WHAT YOU SHOULD DO: Every entry has to be output exactly, with none skipped.

GIVEN RECORDS:
=-=-=

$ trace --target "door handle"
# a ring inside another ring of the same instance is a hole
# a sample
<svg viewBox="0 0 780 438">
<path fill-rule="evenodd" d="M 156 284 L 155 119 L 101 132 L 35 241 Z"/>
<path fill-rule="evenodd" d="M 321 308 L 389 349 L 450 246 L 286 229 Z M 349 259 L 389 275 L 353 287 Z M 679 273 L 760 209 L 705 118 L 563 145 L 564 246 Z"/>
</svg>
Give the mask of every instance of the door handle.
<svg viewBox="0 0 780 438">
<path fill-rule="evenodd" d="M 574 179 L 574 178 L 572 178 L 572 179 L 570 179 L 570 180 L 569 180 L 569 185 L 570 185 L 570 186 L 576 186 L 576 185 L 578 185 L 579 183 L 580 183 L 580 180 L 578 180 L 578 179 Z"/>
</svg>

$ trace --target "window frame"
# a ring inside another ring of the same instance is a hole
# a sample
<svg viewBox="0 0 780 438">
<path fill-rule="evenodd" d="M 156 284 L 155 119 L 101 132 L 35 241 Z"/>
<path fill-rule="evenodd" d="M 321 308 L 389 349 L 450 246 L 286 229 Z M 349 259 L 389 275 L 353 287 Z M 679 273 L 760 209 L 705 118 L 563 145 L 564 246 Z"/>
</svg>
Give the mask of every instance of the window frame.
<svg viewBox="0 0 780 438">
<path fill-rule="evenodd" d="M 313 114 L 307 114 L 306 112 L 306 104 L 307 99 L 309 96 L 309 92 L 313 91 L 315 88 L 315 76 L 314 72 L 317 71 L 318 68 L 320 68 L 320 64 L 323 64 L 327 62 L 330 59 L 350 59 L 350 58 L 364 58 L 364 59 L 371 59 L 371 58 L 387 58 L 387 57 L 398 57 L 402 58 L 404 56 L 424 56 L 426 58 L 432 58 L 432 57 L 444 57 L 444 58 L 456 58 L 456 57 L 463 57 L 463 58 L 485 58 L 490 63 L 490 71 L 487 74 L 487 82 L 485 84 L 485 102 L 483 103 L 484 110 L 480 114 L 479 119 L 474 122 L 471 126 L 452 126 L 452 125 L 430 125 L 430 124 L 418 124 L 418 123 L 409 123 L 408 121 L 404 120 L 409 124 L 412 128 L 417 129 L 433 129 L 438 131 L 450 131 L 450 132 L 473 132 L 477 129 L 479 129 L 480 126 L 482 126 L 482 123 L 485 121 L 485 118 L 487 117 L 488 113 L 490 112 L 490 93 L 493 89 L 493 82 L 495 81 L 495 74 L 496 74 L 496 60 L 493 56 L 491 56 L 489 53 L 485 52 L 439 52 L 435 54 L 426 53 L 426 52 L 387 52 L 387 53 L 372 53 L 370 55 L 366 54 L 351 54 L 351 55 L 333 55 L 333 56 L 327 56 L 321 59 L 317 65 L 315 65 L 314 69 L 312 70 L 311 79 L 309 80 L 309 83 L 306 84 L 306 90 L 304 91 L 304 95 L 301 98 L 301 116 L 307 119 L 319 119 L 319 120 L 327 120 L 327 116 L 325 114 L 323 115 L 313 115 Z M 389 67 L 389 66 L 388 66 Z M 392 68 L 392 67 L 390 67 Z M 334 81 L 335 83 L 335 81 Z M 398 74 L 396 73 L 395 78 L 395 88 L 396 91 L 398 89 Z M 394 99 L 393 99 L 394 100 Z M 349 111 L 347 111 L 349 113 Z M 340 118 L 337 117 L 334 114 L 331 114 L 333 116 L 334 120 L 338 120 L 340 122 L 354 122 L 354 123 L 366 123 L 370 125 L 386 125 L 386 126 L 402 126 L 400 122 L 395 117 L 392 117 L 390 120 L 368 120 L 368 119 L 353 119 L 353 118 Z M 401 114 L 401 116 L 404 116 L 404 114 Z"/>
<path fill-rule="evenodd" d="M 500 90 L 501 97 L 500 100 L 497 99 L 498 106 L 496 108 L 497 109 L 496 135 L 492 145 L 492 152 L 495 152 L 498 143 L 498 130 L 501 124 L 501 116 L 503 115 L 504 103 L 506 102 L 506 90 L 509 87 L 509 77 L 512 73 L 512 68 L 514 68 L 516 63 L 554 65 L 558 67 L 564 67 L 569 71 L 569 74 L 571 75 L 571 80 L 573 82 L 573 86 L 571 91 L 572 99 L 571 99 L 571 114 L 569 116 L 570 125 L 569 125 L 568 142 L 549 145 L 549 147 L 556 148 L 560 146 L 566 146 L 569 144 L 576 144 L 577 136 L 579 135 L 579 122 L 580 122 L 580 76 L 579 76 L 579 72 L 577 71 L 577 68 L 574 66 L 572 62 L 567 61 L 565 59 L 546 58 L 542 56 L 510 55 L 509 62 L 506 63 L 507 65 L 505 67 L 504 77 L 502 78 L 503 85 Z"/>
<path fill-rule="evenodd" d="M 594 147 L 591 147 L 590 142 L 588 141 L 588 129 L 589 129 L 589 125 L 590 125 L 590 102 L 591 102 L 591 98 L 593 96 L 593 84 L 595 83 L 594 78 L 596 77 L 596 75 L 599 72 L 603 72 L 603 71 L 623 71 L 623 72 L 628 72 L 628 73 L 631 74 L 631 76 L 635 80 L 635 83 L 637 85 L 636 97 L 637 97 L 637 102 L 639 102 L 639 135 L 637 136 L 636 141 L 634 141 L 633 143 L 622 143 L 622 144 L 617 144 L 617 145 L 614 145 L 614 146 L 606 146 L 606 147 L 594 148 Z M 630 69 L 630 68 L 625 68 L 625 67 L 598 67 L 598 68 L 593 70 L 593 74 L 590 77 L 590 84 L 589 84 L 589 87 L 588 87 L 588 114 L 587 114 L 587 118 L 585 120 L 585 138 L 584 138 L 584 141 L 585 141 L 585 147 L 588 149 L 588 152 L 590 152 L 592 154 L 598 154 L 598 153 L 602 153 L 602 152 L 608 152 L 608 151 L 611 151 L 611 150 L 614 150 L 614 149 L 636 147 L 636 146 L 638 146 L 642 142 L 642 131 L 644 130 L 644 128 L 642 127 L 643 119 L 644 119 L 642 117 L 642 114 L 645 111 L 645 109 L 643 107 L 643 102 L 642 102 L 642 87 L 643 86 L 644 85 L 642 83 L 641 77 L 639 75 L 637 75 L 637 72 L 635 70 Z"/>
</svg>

=-=-=

TASK RESULT:
$ trace --target "door handle"
# a ring inside another ring of the same instance is a hole
# a sample
<svg viewBox="0 0 780 438">
<path fill-rule="evenodd" d="M 156 284 L 155 119 L 101 132 L 35 241 Z"/>
<path fill-rule="evenodd" d="M 321 308 L 389 349 L 450 246 L 286 229 Z M 349 259 L 389 275 L 353 287 Z M 679 273 L 760 209 L 705 118 L 563 145 L 564 246 Z"/>
</svg>
Give the mask of every instance of the door handle.
<svg viewBox="0 0 780 438">
<path fill-rule="evenodd" d="M 574 179 L 574 178 L 572 178 L 572 179 L 570 179 L 570 180 L 569 180 L 569 185 L 570 185 L 570 186 L 576 186 L 576 185 L 578 185 L 579 183 L 580 183 L 580 180 L 578 180 L 578 179 Z"/>
</svg>

$ trace --target "window frame"
# a ring inside another ring of the same instance is a hole
# a sample
<svg viewBox="0 0 780 438">
<path fill-rule="evenodd" d="M 156 284 L 155 119 L 101 132 L 35 241 Z"/>
<path fill-rule="evenodd" d="M 321 308 L 389 349 L 450 246 L 286 229 Z M 349 259 L 389 275 L 353 287 Z M 679 273 L 760 209 L 705 118 L 563 145 L 564 246 Z"/>
</svg>
Give the mask of every instance of the window frame.
<svg viewBox="0 0 780 438">
<path fill-rule="evenodd" d="M 313 114 L 307 114 L 306 112 L 306 104 L 307 99 L 309 96 L 309 92 L 313 91 L 315 88 L 315 76 L 314 72 L 317 71 L 318 68 L 320 68 L 320 64 L 323 64 L 327 62 L 330 59 L 350 59 L 350 58 L 364 58 L 364 59 L 371 59 L 371 58 L 387 58 L 387 57 L 398 57 L 402 58 L 404 56 L 424 56 L 426 58 L 432 58 L 432 57 L 444 57 L 444 58 L 456 58 L 456 57 L 463 57 L 463 58 L 485 58 L 490 63 L 490 71 L 487 74 L 487 82 L 485 84 L 485 102 L 483 103 L 484 110 L 480 114 L 479 119 L 474 122 L 471 126 L 452 126 L 452 125 L 430 125 L 430 124 L 418 124 L 418 123 L 409 123 L 408 121 L 404 120 L 409 124 L 412 128 L 417 129 L 433 129 L 438 131 L 450 131 L 450 132 L 473 132 L 477 129 L 479 129 L 480 126 L 482 126 L 482 123 L 485 121 L 485 118 L 487 117 L 488 113 L 490 112 L 490 93 L 493 89 L 493 82 L 495 81 L 495 74 L 496 74 L 496 60 L 493 56 L 491 56 L 489 53 L 485 52 L 439 52 L 435 54 L 426 53 L 426 52 L 387 52 L 387 53 L 372 53 L 370 55 L 366 54 L 351 54 L 351 55 L 333 55 L 333 56 L 327 56 L 321 59 L 317 65 L 315 65 L 314 69 L 312 70 L 311 79 L 309 80 L 309 83 L 306 84 L 306 90 L 304 91 L 304 95 L 301 98 L 301 116 L 307 119 L 319 119 L 319 120 L 327 120 L 327 116 L 325 114 L 323 115 L 313 115 Z M 389 67 L 389 66 L 388 66 Z M 392 68 L 392 67 L 390 67 Z M 334 81 L 335 83 L 335 81 Z M 398 74 L 396 73 L 395 78 L 395 88 L 396 91 L 398 89 Z M 394 99 L 393 99 L 394 100 Z M 349 111 L 347 111 L 349 113 Z M 340 118 L 337 117 L 334 114 L 331 114 L 333 116 L 334 120 L 338 120 L 340 122 L 354 122 L 354 123 L 366 123 L 370 125 L 386 125 L 386 126 L 402 126 L 400 122 L 395 117 L 392 117 L 390 120 L 368 120 L 368 119 L 353 119 L 353 118 Z M 401 114 L 401 116 L 404 116 L 404 114 Z"/>
<path fill-rule="evenodd" d="M 500 90 L 501 97 L 500 100 L 497 99 L 498 106 L 496 108 L 497 109 L 496 135 L 492 145 L 492 152 L 495 152 L 498 143 L 498 130 L 501 124 L 501 116 L 503 115 L 504 103 L 506 102 L 506 90 L 509 87 L 509 77 L 512 73 L 512 68 L 514 68 L 516 63 L 554 65 L 558 67 L 564 67 L 569 71 L 569 74 L 571 75 L 571 80 L 573 82 L 573 86 L 571 91 L 572 99 L 571 99 L 571 114 L 569 116 L 570 125 L 569 125 L 568 142 L 549 145 L 549 147 L 556 148 L 560 146 L 566 146 L 569 144 L 576 144 L 577 136 L 579 135 L 579 122 L 580 122 L 580 76 L 579 76 L 579 72 L 577 71 L 577 68 L 574 66 L 572 62 L 567 61 L 565 59 L 546 58 L 542 56 L 510 55 L 509 62 L 506 63 L 507 65 L 505 67 L 504 77 L 502 78 L 503 85 Z"/>
<path fill-rule="evenodd" d="M 594 147 L 591 147 L 590 142 L 588 141 L 588 129 L 589 129 L 589 125 L 590 125 L 590 102 L 591 102 L 591 98 L 593 96 L 593 84 L 595 83 L 594 78 L 596 77 L 596 75 L 599 72 L 603 72 L 603 71 L 623 71 L 623 72 L 628 72 L 628 73 L 631 74 L 631 76 L 635 80 L 635 83 L 637 85 L 636 97 L 637 97 L 637 102 L 639 102 L 639 135 L 637 136 L 636 141 L 634 141 L 633 143 L 622 143 L 622 144 L 617 144 L 617 145 L 614 145 L 614 146 L 606 146 L 606 147 L 594 148 Z M 630 69 L 630 68 L 625 68 L 625 67 L 598 67 L 598 68 L 593 70 L 593 74 L 590 77 L 590 84 L 589 84 L 589 87 L 588 87 L 588 114 L 587 114 L 587 118 L 585 120 L 585 138 L 584 138 L 584 141 L 585 141 L 585 147 L 588 149 L 588 152 L 590 152 L 592 154 L 598 154 L 598 153 L 602 153 L 602 152 L 608 152 L 608 151 L 611 151 L 611 150 L 614 150 L 614 149 L 636 147 L 636 146 L 638 146 L 642 142 L 642 131 L 644 130 L 644 128 L 642 127 L 643 119 L 644 119 L 642 117 L 642 114 L 645 111 L 645 109 L 643 107 L 643 102 L 642 102 L 642 87 L 643 86 L 644 85 L 642 83 L 641 77 L 639 75 L 637 75 L 637 72 L 635 70 Z"/>
</svg>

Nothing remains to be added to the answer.